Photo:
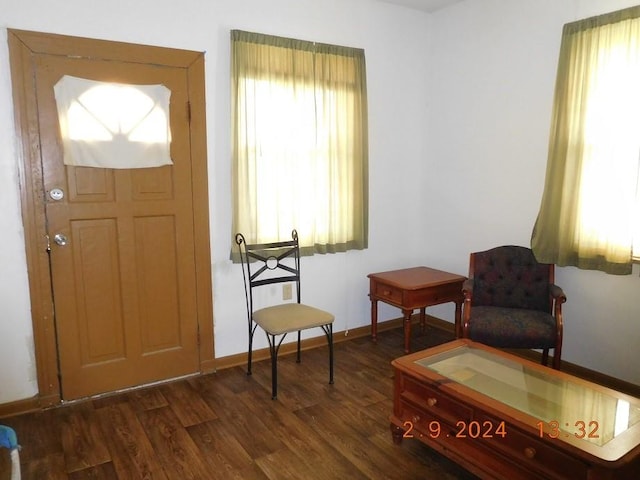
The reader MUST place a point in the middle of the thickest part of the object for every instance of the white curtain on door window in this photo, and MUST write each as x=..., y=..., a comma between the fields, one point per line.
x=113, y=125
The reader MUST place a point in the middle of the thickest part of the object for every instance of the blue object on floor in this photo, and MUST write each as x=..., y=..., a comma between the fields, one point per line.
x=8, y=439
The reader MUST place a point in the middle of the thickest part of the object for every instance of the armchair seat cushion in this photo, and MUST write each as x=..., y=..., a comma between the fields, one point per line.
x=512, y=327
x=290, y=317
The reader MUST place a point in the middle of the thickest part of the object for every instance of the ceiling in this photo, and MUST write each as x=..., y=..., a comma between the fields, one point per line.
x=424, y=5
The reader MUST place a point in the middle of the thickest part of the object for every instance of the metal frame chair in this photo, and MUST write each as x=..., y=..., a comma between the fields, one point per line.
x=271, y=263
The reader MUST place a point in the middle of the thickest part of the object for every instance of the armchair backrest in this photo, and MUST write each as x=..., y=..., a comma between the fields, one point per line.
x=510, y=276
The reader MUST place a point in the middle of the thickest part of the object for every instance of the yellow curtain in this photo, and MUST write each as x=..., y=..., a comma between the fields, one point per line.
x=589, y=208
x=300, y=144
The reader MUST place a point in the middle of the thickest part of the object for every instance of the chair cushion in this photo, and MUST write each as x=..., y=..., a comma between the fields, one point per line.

# GIVEN PROBLEM:
Rewrite the stretch of material from the line containing "of the yellow" through the line containing "x=300, y=144", both ends included, keeping every line in it. Increase each x and y coordinate given as an answer by 72.

# COMPLETED TASK:
The reader MUST place a point in the middle of the thickest part of the object for every instance of the yellow curtain in this photo, and MUST write each as x=..., y=..., a comma between the fields, one point per line.
x=661, y=280
x=372, y=216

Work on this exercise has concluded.